* _Required work_: Give the data again exactly, without its images.

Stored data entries
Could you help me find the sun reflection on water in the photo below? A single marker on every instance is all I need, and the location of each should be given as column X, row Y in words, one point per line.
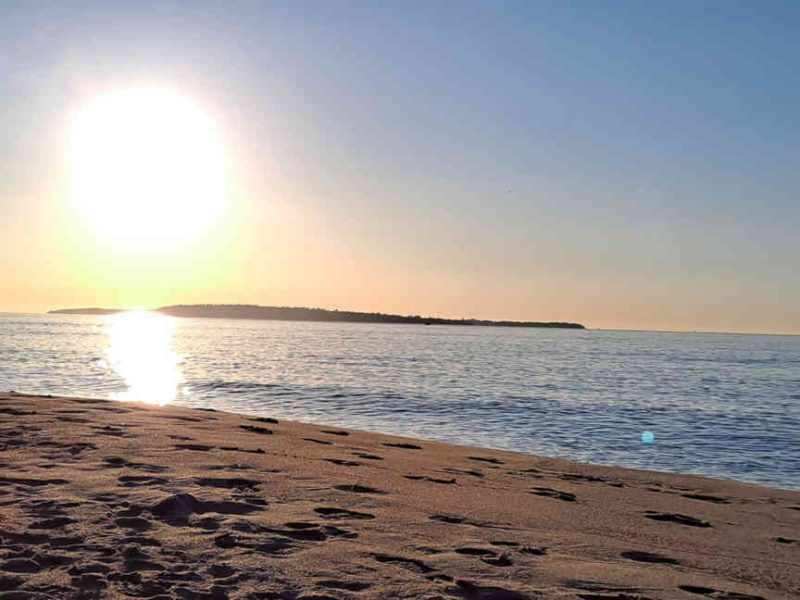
column 140, row 351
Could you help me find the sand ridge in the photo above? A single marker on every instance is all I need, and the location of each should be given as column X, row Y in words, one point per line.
column 102, row 499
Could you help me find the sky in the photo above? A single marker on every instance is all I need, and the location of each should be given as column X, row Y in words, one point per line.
column 629, row 165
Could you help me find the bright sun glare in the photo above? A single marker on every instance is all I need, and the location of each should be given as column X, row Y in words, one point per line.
column 147, row 167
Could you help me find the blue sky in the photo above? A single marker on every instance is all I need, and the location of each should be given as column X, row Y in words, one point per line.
column 632, row 164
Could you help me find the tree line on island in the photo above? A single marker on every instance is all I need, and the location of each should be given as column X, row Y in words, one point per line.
column 286, row 313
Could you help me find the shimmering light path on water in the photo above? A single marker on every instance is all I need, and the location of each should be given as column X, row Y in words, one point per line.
column 719, row 405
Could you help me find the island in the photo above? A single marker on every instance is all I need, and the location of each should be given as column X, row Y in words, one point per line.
column 288, row 313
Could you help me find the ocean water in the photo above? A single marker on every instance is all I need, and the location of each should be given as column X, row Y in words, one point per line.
column 716, row 404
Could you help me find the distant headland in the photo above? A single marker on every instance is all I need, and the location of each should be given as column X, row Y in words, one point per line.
column 285, row 313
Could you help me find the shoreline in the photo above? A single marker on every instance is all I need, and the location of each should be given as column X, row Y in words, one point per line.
column 103, row 498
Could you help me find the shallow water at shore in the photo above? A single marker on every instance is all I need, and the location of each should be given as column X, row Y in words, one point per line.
column 719, row 405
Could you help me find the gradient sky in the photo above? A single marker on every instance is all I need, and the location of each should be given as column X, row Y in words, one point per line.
column 621, row 164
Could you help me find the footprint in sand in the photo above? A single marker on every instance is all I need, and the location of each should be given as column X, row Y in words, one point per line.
column 228, row 482
column 492, row 461
column 193, row 447
column 366, row 456
column 551, row 493
column 707, row 498
column 141, row 480
column 256, row 429
column 358, row 489
column 649, row 557
column 316, row 441
column 332, row 512
column 431, row 479
column 334, row 432
column 402, row 445
column 343, row 462
column 718, row 594
column 676, row 518
column 350, row 586
column 410, row 564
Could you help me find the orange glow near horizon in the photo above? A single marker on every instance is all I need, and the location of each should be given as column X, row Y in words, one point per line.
column 140, row 351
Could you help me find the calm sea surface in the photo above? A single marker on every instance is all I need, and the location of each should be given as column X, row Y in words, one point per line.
column 719, row 405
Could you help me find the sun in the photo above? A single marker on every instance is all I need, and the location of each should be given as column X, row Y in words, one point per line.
column 148, row 168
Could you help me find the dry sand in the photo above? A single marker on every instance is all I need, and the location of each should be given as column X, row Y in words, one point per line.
column 115, row 500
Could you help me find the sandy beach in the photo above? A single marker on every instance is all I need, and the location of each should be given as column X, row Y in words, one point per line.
column 104, row 499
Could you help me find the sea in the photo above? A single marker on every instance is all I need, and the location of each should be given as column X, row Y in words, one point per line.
column 720, row 405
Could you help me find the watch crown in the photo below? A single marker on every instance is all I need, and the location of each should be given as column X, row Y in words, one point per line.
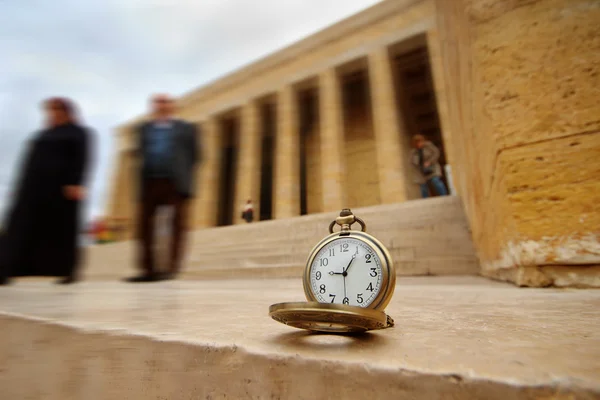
column 345, row 212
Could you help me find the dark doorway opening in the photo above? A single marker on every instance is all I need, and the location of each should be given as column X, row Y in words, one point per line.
column 417, row 102
column 310, row 168
column 229, row 157
column 269, row 124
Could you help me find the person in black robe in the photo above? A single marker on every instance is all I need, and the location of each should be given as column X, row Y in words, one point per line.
column 41, row 231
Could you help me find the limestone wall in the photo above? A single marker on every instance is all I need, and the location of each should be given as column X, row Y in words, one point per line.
column 522, row 81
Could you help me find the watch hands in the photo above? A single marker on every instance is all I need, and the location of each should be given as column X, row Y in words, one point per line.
column 349, row 264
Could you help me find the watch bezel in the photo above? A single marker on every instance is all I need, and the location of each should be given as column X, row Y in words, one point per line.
column 388, row 281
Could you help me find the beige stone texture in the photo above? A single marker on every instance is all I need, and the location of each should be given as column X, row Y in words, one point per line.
column 360, row 152
column 532, row 199
column 249, row 165
column 332, row 141
column 391, row 154
column 286, row 187
column 455, row 338
column 516, row 86
column 386, row 23
column 429, row 237
column 314, row 170
column 209, row 177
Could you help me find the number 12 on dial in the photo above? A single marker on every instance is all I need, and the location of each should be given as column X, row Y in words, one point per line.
column 347, row 270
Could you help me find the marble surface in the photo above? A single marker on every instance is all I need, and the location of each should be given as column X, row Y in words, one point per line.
column 466, row 327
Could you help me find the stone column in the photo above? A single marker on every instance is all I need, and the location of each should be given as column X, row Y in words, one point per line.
column 332, row 141
column 195, row 205
column 123, row 197
column 206, row 213
column 391, row 156
column 249, row 166
column 287, row 153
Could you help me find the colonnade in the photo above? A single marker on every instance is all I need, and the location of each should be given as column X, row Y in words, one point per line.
column 387, row 128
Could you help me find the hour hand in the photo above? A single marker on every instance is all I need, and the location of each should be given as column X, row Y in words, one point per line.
column 350, row 263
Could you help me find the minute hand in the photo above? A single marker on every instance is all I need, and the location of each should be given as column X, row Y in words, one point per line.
column 349, row 264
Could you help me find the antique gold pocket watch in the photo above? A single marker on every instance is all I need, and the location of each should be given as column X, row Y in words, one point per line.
column 349, row 279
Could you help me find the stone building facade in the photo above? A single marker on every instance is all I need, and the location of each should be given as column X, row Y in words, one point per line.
column 508, row 89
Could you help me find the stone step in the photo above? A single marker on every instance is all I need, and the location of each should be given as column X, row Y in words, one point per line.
column 425, row 237
column 455, row 338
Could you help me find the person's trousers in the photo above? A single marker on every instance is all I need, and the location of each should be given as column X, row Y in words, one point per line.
column 156, row 193
column 438, row 186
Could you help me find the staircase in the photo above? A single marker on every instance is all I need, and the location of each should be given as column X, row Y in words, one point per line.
column 424, row 237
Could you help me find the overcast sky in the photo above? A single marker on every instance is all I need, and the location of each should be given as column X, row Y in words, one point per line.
column 110, row 55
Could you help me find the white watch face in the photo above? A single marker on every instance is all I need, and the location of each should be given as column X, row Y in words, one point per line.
column 346, row 271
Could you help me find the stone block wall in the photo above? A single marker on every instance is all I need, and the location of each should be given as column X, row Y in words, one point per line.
column 523, row 79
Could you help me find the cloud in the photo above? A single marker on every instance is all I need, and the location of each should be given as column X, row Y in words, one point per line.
column 108, row 56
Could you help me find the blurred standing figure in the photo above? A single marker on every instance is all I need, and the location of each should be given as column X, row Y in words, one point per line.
column 248, row 212
column 41, row 237
column 169, row 150
column 424, row 156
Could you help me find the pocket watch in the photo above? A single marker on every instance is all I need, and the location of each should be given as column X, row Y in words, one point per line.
column 349, row 279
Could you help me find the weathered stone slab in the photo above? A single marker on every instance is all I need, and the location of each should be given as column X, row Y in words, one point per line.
column 455, row 337
column 425, row 237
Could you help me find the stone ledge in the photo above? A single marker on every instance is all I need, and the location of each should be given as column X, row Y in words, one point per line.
column 576, row 276
column 462, row 337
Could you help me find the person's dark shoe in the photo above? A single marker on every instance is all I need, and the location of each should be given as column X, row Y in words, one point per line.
column 147, row 277
column 67, row 280
column 169, row 276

* _Answer section_:
Could you help me find the sun reflection on water in the photo below? A single marker on every instance is all I need, and the location of each should be given as column X, row Y in words, one point per line.
column 140, row 351
Could you help me find the sand ridge in the photo above? A single marker on every instance is all I need, and the location of each should be given as column X, row Y in words, one point per line.
column 102, row 499
Could you help me find the sky in the photo above? A single marker on every instance is all I need, and the location of each should be given as column X, row Y in words, one point per line.
column 629, row 165
Could you help me find the bright sun glare in the photo above? A single marker on every instance is all I need, and the location of each should be given as column X, row Y in words, one point per line.
column 147, row 167
Could you help me find the blue sky in the photo above? A single marker on every instance is all I need, and the location of each should be given as column X, row Y in words, one point per line.
column 632, row 164
Could you help me find the tree line on island in the photo above? A single marker on every instance is all I need, and the location of each should be given as column X, row Y in words, one point per line.
column 286, row 313
Could you help me find the shimmering light path on water in the photo above? A single marker on every instance is all I need, and the location of each should be given as column X, row Y in words, one point per line.
column 719, row 405
Could you help me find the island in the photo above? A single marker on every instance is all I need, and the location of each should be given as column X, row Y in words, one point per line.
column 288, row 313
Could you help me find the ocean water in the photo above? A single marker on every instance is all I need, and the location of each should be given as column X, row Y in words, one point per line.
column 716, row 404
Could you help me find the distant headland in the photo above? A single marker on every instance is all I need, and the location of each should be given as column X, row Y in words, one point per line.
column 285, row 313
Could you help me find the shoreline in the photo above? A single marker on every instance is all I need, and the location of each should be given as column X, row Y in words, one point per line.
column 103, row 498
Could you help me find the shallow water at shore in the photo above? A single marker on every instance is all I need, and the location of each should be given as column X, row Y in words, one point per line.
column 719, row 405
Could you help me find the gradient sky in the photo above? A single marker on every instance is all I need, and the location of each should be given as column X, row Y in words, one point per line.
column 621, row 164
Could you help me find the footprint in sand in the photo above? A single marker on every instance is all I need, and the location of each should be given as column X, row Y in words, one point per line.
column 228, row 482
column 492, row 461
column 193, row 447
column 366, row 456
column 551, row 493
column 707, row 498
column 141, row 480
column 256, row 429
column 358, row 489
column 649, row 557
column 316, row 441
column 332, row 512
column 431, row 479
column 334, row 432
column 402, row 445
column 343, row 462
column 718, row 594
column 676, row 518
column 350, row 586
column 410, row 564
Could you help me find the orange glow near horizon in the photo above? A single marker on every instance is all I need, and the location of each should be given as column X, row Y in words, one point per line.
column 140, row 351
Could you help me find the calm sea surface in the photo above? A single marker on every instance is all I need, and the location of each should be given as column X, row Y in words, one point per line.
column 719, row 405
Could you help me find the sun in the photo above? A single marker on every instance is all I need, and the location of each should be given as column X, row Y in words, one point per line.
column 148, row 168
Could you help me find the dry sand in the photo above? A single marker on every instance is all I need, and the location of each should be given as column X, row Y in words, one point per line.
column 115, row 500
Could you help me find the sandy beach in the photo above? A single marker on every instance is all I need, and the location of each should be given as column X, row Y in words, one point per line.
column 104, row 499
Could you help me find the sea in the photo above? A single marker on every instance is all I need, and the location of each should be given as column X, row Y in words, one point per line.
column 720, row 405
Could you help me find the watch crown in the photo below? A single marker on every instance is all I need, and the location of each should be given as column X, row Y in words, one point per line.
column 345, row 212
Could you help me find the dark doorway opening in the photo above? A single marker on every instance is all I need, and the location of each should be given as column X, row Y in words, one point per line.
column 417, row 102
column 310, row 168
column 229, row 157
column 269, row 124
Could you help me find the person in black robe in the photo above? A single marker on every instance is all I need, and the location of each should be given as column X, row Y in words, one point per line.
column 41, row 231
Could you help me find the limestone wall in the photo above? A single marker on every instance is all I need, and the location of each should be given as column X, row Y in words, one point per line.
column 522, row 81
Could you help me find the watch hands in the photo above? A single marker on every instance is all I need, and the location of each should be given as column X, row Y in words, one point per line.
column 349, row 264
Could you help me find the watch bezel in the photo above? A single marker on every instance is all I need, and the location of each should be given as column X, row Y in words, one point per line.
column 388, row 281
Could you help me find the beige stone texture in the photo above? A single marker on every instance is all I need, and the location of each should be given as column X, row Y in words, one point per line.
column 360, row 152
column 532, row 199
column 249, row 165
column 332, row 141
column 391, row 154
column 286, row 187
column 455, row 338
column 516, row 86
column 386, row 23
column 429, row 237
column 314, row 170
column 209, row 177
Could you help me find the number 12 on dial in the photo above? A single marker on every instance is all I need, and the location of each should be given as column X, row Y in words, one point per line.
column 347, row 270
Could you help me find the marble surface in the photo above? A single marker on every instance is all I need, and the location of each should be given as column X, row Y in words, one point per line.
column 466, row 327
Could you help me find the stone column in the photo above? A single marker on every instance is all I need, and the location of each should be given as column X, row Y in words, one point per line.
column 332, row 141
column 195, row 205
column 123, row 197
column 206, row 213
column 391, row 156
column 249, row 166
column 287, row 153
Could you help me find the colonnade in the photo above? A single marker on every instance is all I need, and the location of each should be given as column X, row Y in words, one point per line.
column 387, row 128
Could you help me find the hour hand in the photo above? A single marker on every instance is all I need, and the location of each should be given as column X, row Y in words, one point per line.
column 350, row 263
Could you help me find the minute hand in the photo above? A single marker on every instance is all I need, and the location of each should be given as column X, row Y in words, one point per line.
column 349, row 264
Could you help me find the antique gold pocket watch in the photo above? A single marker on every instance is all I need, and the location of each should be given as column X, row Y in words, one point per line.
column 349, row 279
Could you help me find the stone building facade in the photo above? A single marker on every instance is all I need, and the location of each should be given as column X, row Y in words, one point per line.
column 508, row 89
Could you help me find the stone step in the photo above? A single marker on every instance is all I need, and the location of each should be given as column X, row Y in words, one point per line.
column 425, row 237
column 455, row 338
Could you help me find the person's trousers in the photo above? A single marker on every instance is all I need, and the location of each should be given as column X, row Y in words, one point per line.
column 156, row 193
column 438, row 186
Could you help me find the staircase in the photo above? A single marker on every instance is all I need, and the location of each should be given as column X, row Y in words, one point per line.
column 424, row 237
Could you help me find the overcast sky in the photo above? A single marker on every instance is all I need, and the location of each should be given as column X, row Y in words, one point per line.
column 110, row 55
Could you help me find the white watch face in the photo above? A single marker on every instance is all I need, and the location of each should be given as column X, row Y in words, one point per line.
column 346, row 271
Could you help me find the stone block wall in the photo above? A single marker on every instance is all I need, and the location of each should be given as column X, row Y in words, one point per line.
column 523, row 79
Could you help me find the cloud in the photo above? A single marker on every instance is all I need, and the location of each should be given as column X, row Y in words, one point per line.
column 108, row 56
Could you help me find the blurred standing figure in the photo above? A single marker on every instance is all I need, and the location of each should be given as column X, row Y in words, one point per line.
column 248, row 212
column 41, row 237
column 169, row 150
column 424, row 156
Could you help me find the pocket watch in the photo above? A single marker on every instance is all I need, and the location of each should be given as column X, row Y in words, one point per line.
column 349, row 279
Could you help me find the weathered stone slab in the photo above? A single marker on every instance is all I need, and the location of each should be given as column X, row Y in words, one point per line.
column 455, row 337
column 425, row 237
Could you help me find the stone ledge in the photo above? A single marker on every instance is all I need, and the location of each should be given as column X, row Y in words, one point per line.
column 576, row 276
column 462, row 337
Could you help me find the person's dark shoe in the photo above? A single marker on every instance is all I need, and the location of each should be given as column X, row Y in words, one point per line.
column 147, row 277
column 67, row 280
column 169, row 276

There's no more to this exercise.